# Selected excerpt:
--- START ---

Patients with suspected aortic stenosis should undergo Transthoracic echocardiogram to confirm the diagnosis and evaluate the severity of the disease. For severe disease, valve replacement therapy should be considered prior to proceeding with elective surgery.
Intraoperative management
Monitoring
- For severe disease, a pre-induction arterial line should be placed to rapidly detect hemodynamic changes.
- Advanced monitoring such as a pulmonary artery catheter or transesophageal echocardiography can be considered.
- Consider placement of defibrillation pads as chest compressions can be ineffective with severe stenosis.
Hemodynamics
- Hypotension should be avoided to preserve afterload (i.e. coronary perfusion pressure). Treat with afterload-increasing agents such as phenylephrine.
- Bradycardia should be avoided as these patients are often heart rate dependent to preserve adequate cardiac output. A heart rate of 60-90 bpm is optimal.
- Tachycardia and hypertension should be avoided to preserve left ventricular diastolic filling and reduce myocardial oxygen demand. Treat with increasing anesthetic depth or short-acting beta-blockade with esmolol.
Neuraxial anesthesia
Neuraxial anesthesia is contraindicated in all but mild disease due to the risk of decreased systemic vascular resistance leading to decreased diastolic blood pressure and reduced myocardial perfusion
Postoperative management
Patients with significant disease may require close postoperative monitoring to quickly identify and manage any hemodynamic instability.
Related surgical procedures
Pathophysiology
In aortic stenosis, the opening of the aortic valve is narrowed, typically due to calcification from tissue damage over time. The most common cause is valve degeneration in older patients, though stenosis may develop in younger patients with a bicuspid aortic valve. It is thought that stenosis results from inflammation due to endothelial cell damage from increased mechanical stress.
As aortic stenosis progresses, higher pressures must be generated by the left ventricle to maintain cardiac output. This initially leads to the development of concentric left ventricular hypertrophy, thereby increasing myocardial oxygen requirement. In later stages of the disease, the left ventricle dilates and the ventricular walls thin, resulting in reduced systolic function.

--- END ---

# Given records:
--- START ---

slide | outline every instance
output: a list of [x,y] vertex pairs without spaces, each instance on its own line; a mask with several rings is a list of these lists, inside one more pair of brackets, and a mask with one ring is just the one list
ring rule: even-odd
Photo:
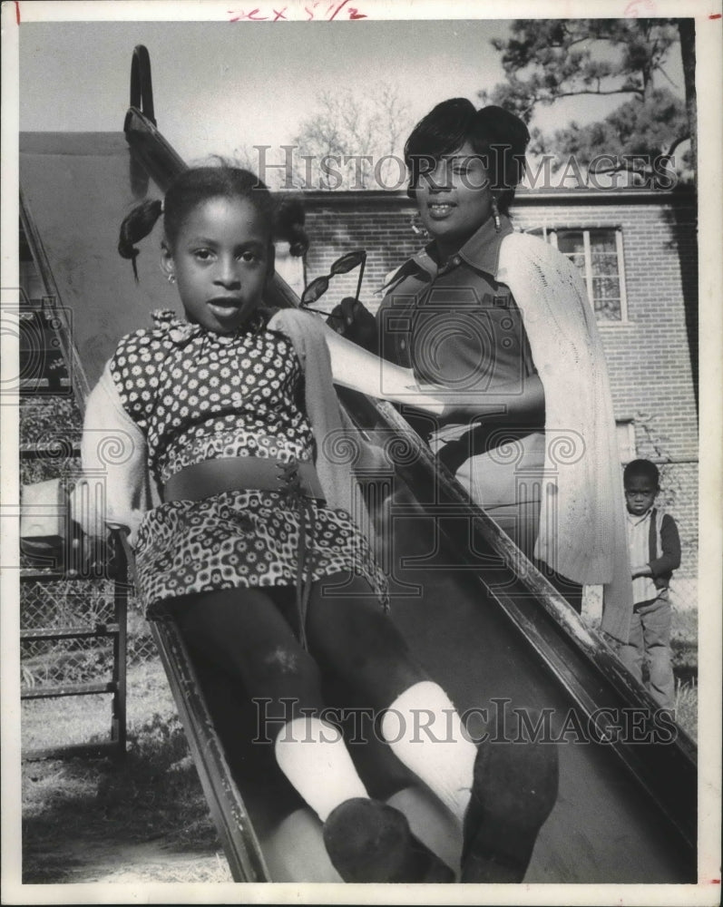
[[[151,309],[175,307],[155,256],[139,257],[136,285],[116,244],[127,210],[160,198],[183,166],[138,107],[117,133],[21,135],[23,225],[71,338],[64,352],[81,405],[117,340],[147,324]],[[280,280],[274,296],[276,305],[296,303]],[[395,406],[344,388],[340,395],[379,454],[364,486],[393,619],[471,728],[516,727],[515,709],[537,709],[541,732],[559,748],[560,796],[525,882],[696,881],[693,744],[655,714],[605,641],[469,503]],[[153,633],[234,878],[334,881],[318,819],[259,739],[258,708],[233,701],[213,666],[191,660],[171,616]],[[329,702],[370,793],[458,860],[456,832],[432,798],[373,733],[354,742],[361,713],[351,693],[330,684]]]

--- END ---
--- START ---

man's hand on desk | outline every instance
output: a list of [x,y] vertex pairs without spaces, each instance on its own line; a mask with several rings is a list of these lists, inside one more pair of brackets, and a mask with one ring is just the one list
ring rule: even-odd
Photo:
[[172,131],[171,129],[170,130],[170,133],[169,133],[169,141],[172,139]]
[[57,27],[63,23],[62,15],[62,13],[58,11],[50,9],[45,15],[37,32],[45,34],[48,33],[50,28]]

--- END ---

Reproduce the aortic stenosis passage above word for word, everything from "- Advanced monitoring" down to "bpm is optimal.".

- Advanced monitoring such as a pulmonary artery catheter or transesophageal echocardiography can be considered.
- Consider placement of defibrillation pads as chest compressions can be ineffective with severe stenosis.
Hemodynamics
- Hypotension should be avoided to preserve afterload (i.e. coronary perfusion pressure). Treat with afterload-increasing agents such as phenylephrine.
- Bradycardia should be avoided as these patients are often heart rate dependent to preserve adequate cardiac output. A heart rate of 60-90 bpm is optimal.